### GOAL OF THE EXERCISE
Please repeat every one of the records below word for word, line by line, in the same order.

◆ ◆ ◆ ◆ ◆

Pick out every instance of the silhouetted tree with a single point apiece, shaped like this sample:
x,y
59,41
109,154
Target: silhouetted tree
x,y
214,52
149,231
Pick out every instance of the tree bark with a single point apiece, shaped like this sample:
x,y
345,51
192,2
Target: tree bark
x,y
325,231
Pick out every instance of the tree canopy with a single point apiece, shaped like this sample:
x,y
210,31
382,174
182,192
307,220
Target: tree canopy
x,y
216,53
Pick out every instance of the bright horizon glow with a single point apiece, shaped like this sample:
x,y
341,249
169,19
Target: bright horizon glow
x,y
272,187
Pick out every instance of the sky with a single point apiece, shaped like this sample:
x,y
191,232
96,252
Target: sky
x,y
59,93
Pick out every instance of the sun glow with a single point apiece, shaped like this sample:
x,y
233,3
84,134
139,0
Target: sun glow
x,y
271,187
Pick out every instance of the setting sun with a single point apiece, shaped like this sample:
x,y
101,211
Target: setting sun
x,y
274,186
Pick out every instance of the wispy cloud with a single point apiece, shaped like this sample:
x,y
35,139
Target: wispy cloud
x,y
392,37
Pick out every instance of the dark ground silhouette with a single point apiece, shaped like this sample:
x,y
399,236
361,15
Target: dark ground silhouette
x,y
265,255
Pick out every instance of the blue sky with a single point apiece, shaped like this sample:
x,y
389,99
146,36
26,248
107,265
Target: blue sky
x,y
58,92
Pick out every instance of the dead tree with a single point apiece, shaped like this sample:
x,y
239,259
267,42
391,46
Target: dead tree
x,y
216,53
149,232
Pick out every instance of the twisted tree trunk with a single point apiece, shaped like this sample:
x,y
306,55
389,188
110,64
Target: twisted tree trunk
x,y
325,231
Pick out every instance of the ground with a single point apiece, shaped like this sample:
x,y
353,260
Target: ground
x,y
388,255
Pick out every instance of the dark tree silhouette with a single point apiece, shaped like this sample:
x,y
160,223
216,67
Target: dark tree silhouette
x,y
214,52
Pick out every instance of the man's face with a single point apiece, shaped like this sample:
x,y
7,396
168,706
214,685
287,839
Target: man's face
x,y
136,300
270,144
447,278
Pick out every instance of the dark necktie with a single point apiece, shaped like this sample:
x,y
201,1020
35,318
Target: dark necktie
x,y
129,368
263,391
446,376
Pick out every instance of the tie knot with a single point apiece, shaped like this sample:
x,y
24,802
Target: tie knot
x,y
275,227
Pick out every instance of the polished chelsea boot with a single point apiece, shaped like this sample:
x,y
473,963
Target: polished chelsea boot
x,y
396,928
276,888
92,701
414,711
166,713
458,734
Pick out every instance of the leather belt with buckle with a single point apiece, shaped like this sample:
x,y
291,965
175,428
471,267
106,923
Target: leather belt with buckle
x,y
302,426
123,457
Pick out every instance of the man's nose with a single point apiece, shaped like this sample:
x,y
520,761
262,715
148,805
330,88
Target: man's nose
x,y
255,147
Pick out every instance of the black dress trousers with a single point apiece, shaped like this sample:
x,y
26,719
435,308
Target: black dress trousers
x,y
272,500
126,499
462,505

◆ ◆ ◆ ◆ ◆

### WORKED ANSWER
Pick out every instance of the silhouetted tree with a single point apiece, shaped like this sample:
x,y
59,41
109,154
Target: silhouetted tree
x,y
214,52
149,231
Pick out every instance of the tree bark with a single point apiece, shaped like this sample:
x,y
345,51
192,2
Target: tree bark
x,y
325,231
Pick out every instance of the tree canopy with a single point apiece, shaped like this sample:
x,y
210,31
382,174
182,192
307,220
Target: tree canopy
x,y
216,53
Pick out every instance of the bright horizon glow with a single point apiece, shaped like this sample:
x,y
341,249
169,19
Target: bright horizon glow
x,y
272,187
Pick out every instance of the sky with a single point apiece, shaped like this sample:
x,y
191,232
96,252
Target: sky
x,y
59,93
Pick out every instance of the sun glow with a single point apiece, shaped like this sample:
x,y
233,3
84,134
139,0
Target: sun glow
x,y
271,187
Pick out every instance of the setting sun with a single point apiece, shaped like this sample:
x,y
101,211
Target: setting sun
x,y
274,186
Pick out every instance of the wispy cloud with a single point apiece, shaped like this sample:
x,y
35,139
Target: wispy cloud
x,y
392,37
Pick out every instance of the dark ground silhouette with a single point apiece, shaped like this sample:
x,y
399,236
361,15
Target: dark ground silhouette
x,y
265,255
Pick out every instance of the blue sky with a single point apiece, shaped like this sample:
x,y
389,99
146,36
26,248
107,265
Target: blue sky
x,y
58,92
Pick out every instance of the dead tree with a single point apiece, shaped like this sample:
x,y
239,259
267,42
391,46
Target: dead tree
x,y
216,53
149,232
Pick out every instance of the twisted tree trunk with a single point apiece, shaped like this sample:
x,y
306,55
389,188
110,64
Target: twisted tree trunk
x,y
325,231
Pick out every instance of the ground with a single point apiece, shaped like this sample:
x,y
353,260
Target: ground
x,y
388,255
Pick out every instance of the dark tree silhouette with a single point apiece, shaped like this sample:
x,y
160,223
216,67
Target: dark tree silhouette
x,y
214,52
Pick out every instance of the man's face with a single point apiece, shaped like this sample:
x,y
7,396
168,706
214,685
287,839
Target: man's face
x,y
136,300
270,144
447,278
Pick out every instance of the dark necktie with a single point apiece, shaped like this sample:
x,y
201,1020
35,318
Target: dark necktie
x,y
129,368
263,391
446,376
Pick out every instance of the tie knot with a single point apiece, shaped like this sample:
x,y
24,802
Target: tie knot
x,y
275,227
Pick out every instance of the polished chelsea boot with a single point apiece, shaped like this sample:
x,y
473,963
Target: polished chelsea boot
x,y
396,928
276,888
92,701
414,711
166,713
458,734
Pick out every instance of the leather belt with buckle with a single point apiece, shaped like this sample:
x,y
291,965
175,428
471,267
106,923
Target: leather belt with buckle
x,y
302,426
123,457
Pick out every instance of the man's nose with a single point apiece, shaped like this sample:
x,y
520,761
262,715
148,805
330,88
Target: man's nose
x,y
255,147
Pick out every instance of the black dress trousers with a single point apiece, shaped like this sample:
x,y
26,719
435,308
Target: black dress trousers
x,y
272,500
126,499
462,505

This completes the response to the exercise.